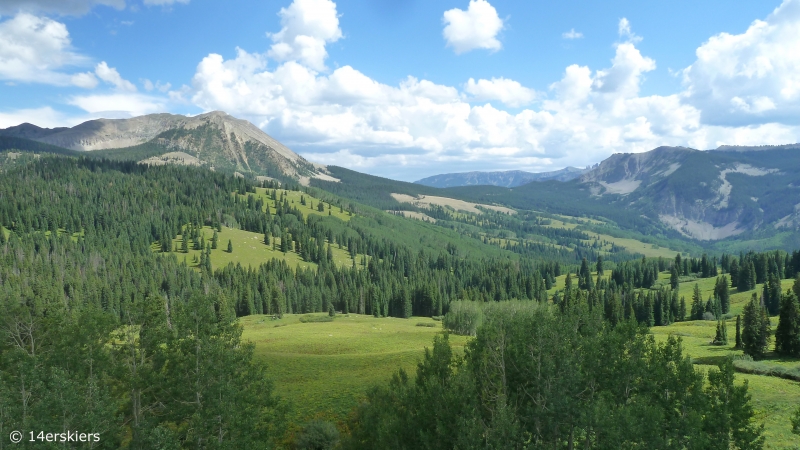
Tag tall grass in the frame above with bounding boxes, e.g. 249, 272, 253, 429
442, 300, 547, 336
442, 301, 483, 336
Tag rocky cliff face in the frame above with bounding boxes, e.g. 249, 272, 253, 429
0, 111, 326, 181
580, 146, 800, 240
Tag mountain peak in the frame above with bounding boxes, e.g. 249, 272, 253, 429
0, 111, 326, 181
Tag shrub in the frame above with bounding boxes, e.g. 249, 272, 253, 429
300, 314, 333, 323
295, 420, 339, 450
442, 300, 483, 336
733, 357, 800, 381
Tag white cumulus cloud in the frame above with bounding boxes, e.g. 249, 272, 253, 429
683, 0, 800, 125
68, 93, 167, 118
143, 0, 189, 6
0, 0, 125, 16
94, 61, 136, 92
442, 0, 503, 54
464, 77, 536, 108
0, 13, 89, 87
268, 0, 342, 71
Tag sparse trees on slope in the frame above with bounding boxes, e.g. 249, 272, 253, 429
775, 290, 800, 357
742, 292, 770, 359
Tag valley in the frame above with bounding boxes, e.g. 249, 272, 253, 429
0, 113, 800, 448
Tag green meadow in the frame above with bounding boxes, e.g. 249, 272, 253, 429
162, 226, 361, 269
244, 275, 800, 449
244, 314, 467, 421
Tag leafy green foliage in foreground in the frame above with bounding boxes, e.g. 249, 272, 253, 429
0, 291, 283, 449
346, 303, 764, 449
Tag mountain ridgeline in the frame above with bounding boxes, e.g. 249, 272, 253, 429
0, 112, 800, 251
414, 167, 589, 188
0, 111, 332, 180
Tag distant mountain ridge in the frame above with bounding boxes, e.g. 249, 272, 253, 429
0, 111, 328, 183
579, 144, 800, 240
414, 167, 589, 188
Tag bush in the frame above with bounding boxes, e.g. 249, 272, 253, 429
442, 301, 483, 336
733, 356, 800, 381
295, 420, 339, 450
300, 314, 333, 323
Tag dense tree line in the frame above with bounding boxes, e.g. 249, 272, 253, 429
345, 303, 764, 450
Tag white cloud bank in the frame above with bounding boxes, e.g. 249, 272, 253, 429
0, 0, 800, 180
0, 13, 91, 86
191, 0, 800, 179
268, 0, 342, 70
442, 0, 503, 54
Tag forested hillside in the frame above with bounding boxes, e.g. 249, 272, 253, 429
0, 148, 800, 448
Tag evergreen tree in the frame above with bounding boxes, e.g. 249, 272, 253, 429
714, 275, 731, 314
713, 320, 728, 345
691, 283, 705, 320
775, 289, 800, 357
764, 274, 781, 316
678, 296, 686, 321
578, 258, 592, 290
742, 292, 770, 359
735, 314, 742, 350
669, 266, 680, 289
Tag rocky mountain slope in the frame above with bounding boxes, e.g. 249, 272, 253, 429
414, 167, 587, 188
0, 111, 329, 182
579, 146, 800, 240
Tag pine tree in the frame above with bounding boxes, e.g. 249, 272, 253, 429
742, 292, 771, 359
669, 266, 680, 289
713, 320, 728, 345
578, 258, 592, 289
678, 297, 686, 321
735, 314, 742, 350
691, 283, 705, 320
775, 289, 800, 357
714, 275, 731, 314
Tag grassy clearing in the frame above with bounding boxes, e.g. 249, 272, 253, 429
161, 226, 361, 269
650, 278, 800, 449
548, 216, 679, 259
240, 313, 466, 421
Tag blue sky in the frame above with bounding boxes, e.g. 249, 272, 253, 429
0, 0, 800, 181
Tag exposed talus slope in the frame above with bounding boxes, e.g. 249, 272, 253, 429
414, 167, 586, 188
0, 111, 326, 179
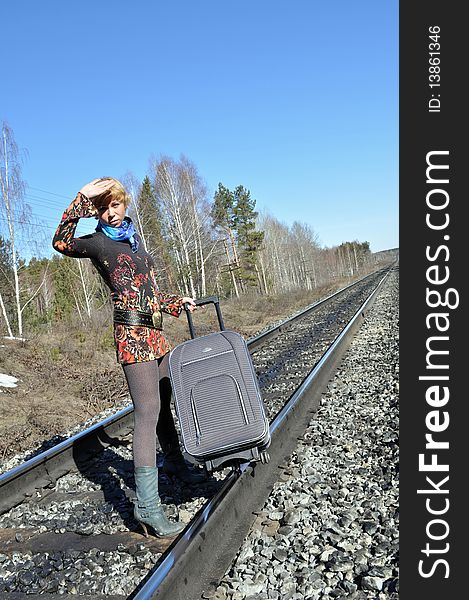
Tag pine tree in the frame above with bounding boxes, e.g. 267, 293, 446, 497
233, 185, 264, 286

_PROBLEM TO SOLVE_
Extract the run of lines beginning with the line that holds "Tag bush in" and ending at the last line of the data, inclusive. Exclude any pictures from the copy.

_SOLUTION_
Tag bush in the frame above with bounding boxes, e.g. 249, 272, 253, 429
442, 301, 483, 336
733, 356, 800, 381
295, 420, 339, 450
300, 314, 333, 323
Tag dense tree line in the frame above with bounding boxes, e.g. 249, 272, 253, 429
345, 303, 764, 450
Tag white cloud bank in the frame above with bounding boxes, e.g. 249, 272, 253, 429
0, 0, 800, 180
0, 13, 91, 86
191, 0, 800, 179
268, 0, 342, 70
442, 0, 503, 54
Tag forested hillside in the frame above with bounding boxes, e.g. 249, 272, 253, 429
0, 148, 800, 448
Tag evergreen tree in the frame above with bounding boxes, e.g. 249, 272, 253, 429
714, 275, 731, 314
713, 320, 728, 345
691, 283, 705, 320
775, 289, 800, 357
764, 274, 781, 316
678, 296, 686, 321
578, 258, 592, 290
742, 292, 770, 359
735, 314, 742, 350
669, 266, 680, 289
Tag rocky mountain slope in the frame above with bounding boxes, e.g. 249, 272, 253, 429
414, 167, 587, 188
0, 111, 329, 182
579, 146, 800, 240
Tag pine tree in the frame above with bounding boxes, e.g. 249, 272, 253, 429
742, 292, 771, 359
669, 266, 680, 289
713, 320, 728, 345
578, 258, 592, 289
678, 297, 686, 321
735, 314, 742, 350
691, 283, 705, 320
775, 289, 800, 357
714, 275, 731, 314
Tag grassy clearing in the frame above with bounding boxes, e.g. 249, 272, 253, 429
161, 226, 361, 269
650, 278, 800, 449
548, 216, 679, 259
240, 313, 466, 421
Tag blue sky in the frame above with bounding boxes, e.g. 249, 272, 253, 429
0, 0, 800, 181
Tag exposed talus slope in the frame above with bounding boxes, e.g. 249, 272, 253, 429
414, 167, 586, 188
0, 111, 326, 179
Tag pine tree in the frame above with bounding boxes, e.g. 267, 293, 446, 497
233, 185, 264, 286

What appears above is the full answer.